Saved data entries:
##############################

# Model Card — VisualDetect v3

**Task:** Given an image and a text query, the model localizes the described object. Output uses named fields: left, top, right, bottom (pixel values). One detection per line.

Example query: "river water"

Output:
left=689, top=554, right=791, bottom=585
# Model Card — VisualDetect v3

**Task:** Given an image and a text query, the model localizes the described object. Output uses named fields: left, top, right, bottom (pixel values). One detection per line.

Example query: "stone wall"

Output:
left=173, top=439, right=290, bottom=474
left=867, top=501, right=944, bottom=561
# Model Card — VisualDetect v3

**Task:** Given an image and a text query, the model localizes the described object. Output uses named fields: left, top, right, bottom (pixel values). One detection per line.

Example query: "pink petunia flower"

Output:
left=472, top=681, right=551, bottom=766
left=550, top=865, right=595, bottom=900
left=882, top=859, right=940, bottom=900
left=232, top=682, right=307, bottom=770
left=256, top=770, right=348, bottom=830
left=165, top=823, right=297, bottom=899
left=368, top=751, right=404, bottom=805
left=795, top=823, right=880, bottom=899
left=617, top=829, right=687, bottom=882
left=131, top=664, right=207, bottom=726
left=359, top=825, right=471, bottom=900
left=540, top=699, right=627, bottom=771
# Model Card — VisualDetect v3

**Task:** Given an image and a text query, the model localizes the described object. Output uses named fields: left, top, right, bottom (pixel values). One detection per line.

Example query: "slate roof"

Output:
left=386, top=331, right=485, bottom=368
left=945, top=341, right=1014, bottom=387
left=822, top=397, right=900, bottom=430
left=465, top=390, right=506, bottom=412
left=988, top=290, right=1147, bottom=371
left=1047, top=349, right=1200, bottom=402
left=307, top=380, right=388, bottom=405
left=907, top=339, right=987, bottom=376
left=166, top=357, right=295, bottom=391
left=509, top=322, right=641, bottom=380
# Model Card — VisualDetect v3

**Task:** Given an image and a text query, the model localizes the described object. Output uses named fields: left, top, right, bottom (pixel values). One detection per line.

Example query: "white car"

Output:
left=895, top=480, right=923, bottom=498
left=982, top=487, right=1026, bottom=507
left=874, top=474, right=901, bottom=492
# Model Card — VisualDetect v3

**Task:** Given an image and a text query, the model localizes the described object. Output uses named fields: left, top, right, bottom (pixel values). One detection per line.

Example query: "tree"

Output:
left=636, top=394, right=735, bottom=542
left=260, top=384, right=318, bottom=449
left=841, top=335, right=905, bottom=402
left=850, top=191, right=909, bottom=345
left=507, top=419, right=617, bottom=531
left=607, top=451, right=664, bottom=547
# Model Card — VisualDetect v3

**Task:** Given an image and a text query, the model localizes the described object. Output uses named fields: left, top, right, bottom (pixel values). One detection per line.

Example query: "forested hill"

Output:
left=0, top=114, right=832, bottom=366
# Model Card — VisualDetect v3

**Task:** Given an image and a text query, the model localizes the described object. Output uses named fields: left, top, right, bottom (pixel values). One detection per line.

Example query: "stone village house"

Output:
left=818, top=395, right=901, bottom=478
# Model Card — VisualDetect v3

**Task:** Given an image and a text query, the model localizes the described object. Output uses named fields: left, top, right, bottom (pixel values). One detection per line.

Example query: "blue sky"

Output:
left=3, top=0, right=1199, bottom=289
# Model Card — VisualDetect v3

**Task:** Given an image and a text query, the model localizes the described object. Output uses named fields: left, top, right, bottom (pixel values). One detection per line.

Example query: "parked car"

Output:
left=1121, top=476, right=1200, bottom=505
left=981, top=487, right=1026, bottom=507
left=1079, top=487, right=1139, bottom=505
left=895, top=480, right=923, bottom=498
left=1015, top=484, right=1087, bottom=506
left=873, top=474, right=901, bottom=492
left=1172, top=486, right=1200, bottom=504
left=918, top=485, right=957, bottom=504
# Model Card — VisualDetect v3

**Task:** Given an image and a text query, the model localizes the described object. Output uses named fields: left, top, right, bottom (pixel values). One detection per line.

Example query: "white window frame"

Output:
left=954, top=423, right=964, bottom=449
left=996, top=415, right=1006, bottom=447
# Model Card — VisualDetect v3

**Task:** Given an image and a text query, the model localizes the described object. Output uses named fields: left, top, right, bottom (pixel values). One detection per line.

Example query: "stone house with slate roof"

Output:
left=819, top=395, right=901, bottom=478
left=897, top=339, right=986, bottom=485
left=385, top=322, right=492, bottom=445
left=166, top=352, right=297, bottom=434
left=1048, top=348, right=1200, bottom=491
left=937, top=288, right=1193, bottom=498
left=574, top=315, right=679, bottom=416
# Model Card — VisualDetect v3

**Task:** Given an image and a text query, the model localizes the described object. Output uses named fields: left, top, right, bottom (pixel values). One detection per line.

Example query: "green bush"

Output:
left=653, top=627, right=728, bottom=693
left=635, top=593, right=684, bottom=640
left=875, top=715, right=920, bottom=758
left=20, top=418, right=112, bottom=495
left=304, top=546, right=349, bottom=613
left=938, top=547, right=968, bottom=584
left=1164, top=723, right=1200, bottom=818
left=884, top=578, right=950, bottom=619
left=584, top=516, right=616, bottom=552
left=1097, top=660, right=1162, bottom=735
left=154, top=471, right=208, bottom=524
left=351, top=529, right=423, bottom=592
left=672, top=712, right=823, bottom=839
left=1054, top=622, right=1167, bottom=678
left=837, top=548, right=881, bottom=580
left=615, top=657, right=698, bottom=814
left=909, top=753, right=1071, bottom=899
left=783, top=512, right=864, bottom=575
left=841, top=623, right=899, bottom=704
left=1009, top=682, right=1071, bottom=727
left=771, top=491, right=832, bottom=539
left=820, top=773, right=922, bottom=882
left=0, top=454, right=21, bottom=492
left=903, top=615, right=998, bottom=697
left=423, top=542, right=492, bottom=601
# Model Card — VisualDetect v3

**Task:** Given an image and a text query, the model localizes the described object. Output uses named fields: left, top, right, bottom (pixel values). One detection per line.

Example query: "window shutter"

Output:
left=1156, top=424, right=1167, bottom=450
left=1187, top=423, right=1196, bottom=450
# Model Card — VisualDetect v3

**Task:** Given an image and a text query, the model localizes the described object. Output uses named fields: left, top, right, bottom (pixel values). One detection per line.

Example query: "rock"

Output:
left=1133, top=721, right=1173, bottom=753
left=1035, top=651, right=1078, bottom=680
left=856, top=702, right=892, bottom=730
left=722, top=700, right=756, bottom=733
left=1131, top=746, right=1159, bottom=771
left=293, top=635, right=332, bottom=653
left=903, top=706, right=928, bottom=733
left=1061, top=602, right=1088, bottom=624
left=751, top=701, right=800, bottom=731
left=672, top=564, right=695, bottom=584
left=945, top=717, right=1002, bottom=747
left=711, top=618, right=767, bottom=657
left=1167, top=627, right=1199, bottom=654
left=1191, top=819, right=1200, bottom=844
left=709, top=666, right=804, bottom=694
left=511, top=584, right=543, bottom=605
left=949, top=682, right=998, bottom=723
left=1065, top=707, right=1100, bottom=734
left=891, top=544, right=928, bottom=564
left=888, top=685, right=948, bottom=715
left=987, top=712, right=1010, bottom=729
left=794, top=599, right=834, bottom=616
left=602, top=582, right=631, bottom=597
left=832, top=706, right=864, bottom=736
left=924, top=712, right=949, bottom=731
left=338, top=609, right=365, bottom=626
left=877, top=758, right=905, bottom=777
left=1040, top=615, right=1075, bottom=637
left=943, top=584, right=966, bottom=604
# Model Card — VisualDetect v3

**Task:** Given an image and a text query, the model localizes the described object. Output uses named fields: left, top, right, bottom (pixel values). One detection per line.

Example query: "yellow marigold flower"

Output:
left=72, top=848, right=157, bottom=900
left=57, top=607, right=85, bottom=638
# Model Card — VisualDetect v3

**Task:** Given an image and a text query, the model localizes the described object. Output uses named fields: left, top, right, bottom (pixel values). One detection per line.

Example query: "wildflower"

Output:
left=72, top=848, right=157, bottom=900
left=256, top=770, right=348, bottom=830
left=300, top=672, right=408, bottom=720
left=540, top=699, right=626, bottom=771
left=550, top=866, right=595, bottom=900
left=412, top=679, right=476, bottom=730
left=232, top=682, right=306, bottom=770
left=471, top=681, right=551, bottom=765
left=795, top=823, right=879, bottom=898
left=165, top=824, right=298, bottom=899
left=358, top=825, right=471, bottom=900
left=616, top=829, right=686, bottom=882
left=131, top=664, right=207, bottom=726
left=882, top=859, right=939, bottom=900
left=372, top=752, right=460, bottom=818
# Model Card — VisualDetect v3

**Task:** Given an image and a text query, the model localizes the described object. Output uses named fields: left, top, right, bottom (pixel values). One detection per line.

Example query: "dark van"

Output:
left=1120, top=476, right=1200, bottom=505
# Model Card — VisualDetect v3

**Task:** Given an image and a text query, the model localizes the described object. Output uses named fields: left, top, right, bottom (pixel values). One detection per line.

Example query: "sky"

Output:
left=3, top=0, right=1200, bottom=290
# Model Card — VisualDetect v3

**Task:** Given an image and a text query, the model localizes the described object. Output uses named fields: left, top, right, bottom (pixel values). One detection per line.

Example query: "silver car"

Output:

##############################

→ Work to complete: Each line of the entries holding the string "house" should be found and copied.

→ Solution to this problem:
Example query: "stone village house"
Example query: "stone house with slate roof"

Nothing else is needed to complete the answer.